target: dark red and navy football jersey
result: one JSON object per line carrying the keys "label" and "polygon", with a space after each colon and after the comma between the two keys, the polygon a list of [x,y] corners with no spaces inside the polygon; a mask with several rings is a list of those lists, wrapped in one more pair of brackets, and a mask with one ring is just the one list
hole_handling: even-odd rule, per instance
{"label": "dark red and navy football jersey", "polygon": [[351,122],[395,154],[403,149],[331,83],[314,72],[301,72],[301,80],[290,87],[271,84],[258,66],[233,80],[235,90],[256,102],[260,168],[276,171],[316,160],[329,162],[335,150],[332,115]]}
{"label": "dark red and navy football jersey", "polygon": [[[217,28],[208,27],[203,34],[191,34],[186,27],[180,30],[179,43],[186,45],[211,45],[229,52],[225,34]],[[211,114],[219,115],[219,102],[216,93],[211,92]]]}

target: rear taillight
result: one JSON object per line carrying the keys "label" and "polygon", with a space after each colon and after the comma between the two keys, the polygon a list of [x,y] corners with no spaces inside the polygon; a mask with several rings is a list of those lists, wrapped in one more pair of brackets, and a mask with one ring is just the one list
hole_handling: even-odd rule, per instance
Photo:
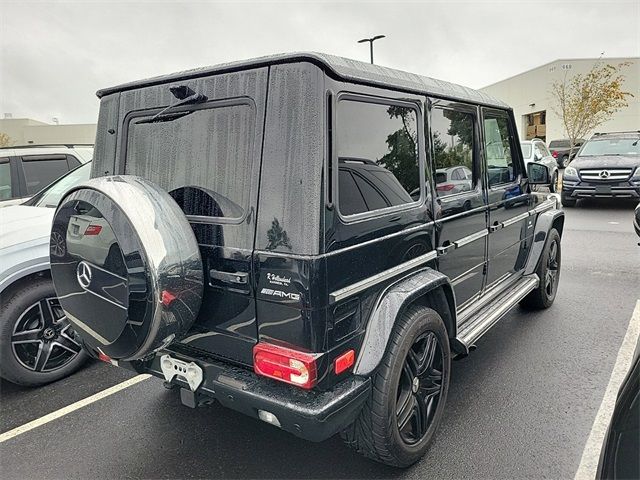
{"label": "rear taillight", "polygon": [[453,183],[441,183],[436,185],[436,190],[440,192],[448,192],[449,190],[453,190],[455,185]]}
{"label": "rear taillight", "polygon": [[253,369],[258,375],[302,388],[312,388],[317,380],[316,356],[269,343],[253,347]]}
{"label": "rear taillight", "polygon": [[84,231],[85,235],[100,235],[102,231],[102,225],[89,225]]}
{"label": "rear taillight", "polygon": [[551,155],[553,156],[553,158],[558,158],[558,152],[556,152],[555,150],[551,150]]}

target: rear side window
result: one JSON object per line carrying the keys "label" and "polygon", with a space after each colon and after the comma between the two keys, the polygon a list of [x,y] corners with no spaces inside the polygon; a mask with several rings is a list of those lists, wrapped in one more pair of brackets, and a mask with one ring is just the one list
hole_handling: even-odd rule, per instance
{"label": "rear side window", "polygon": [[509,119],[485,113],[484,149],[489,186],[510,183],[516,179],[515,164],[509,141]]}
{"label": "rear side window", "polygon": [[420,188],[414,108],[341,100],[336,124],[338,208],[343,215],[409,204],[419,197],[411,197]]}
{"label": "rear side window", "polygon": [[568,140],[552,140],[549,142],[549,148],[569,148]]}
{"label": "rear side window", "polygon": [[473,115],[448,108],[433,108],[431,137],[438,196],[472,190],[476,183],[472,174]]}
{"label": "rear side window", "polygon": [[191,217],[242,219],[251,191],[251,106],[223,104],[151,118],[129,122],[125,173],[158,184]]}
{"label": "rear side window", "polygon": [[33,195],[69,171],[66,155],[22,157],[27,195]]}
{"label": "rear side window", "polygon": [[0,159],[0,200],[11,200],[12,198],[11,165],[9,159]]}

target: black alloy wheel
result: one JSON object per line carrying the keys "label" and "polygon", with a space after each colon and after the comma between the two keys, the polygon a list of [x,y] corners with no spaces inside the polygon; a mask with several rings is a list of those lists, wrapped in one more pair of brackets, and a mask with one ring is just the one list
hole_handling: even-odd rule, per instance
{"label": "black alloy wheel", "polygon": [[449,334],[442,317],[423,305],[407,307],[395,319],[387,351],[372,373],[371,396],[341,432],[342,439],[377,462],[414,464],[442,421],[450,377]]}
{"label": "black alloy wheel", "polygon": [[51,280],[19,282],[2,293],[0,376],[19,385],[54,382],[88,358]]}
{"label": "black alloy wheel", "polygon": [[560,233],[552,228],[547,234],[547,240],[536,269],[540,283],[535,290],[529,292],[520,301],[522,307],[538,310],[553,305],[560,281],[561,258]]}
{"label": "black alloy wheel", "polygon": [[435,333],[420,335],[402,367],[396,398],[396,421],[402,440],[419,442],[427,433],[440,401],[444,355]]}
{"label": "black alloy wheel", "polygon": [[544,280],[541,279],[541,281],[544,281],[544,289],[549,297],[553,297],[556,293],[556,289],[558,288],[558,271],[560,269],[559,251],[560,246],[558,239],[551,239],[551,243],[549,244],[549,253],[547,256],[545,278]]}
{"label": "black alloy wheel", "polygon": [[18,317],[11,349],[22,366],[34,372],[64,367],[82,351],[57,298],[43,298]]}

========

* [TASK BRIEF]
Across the listing, how many lines contain the word "target"? Give the number without further comment.

* [ANSWER BELOW]
4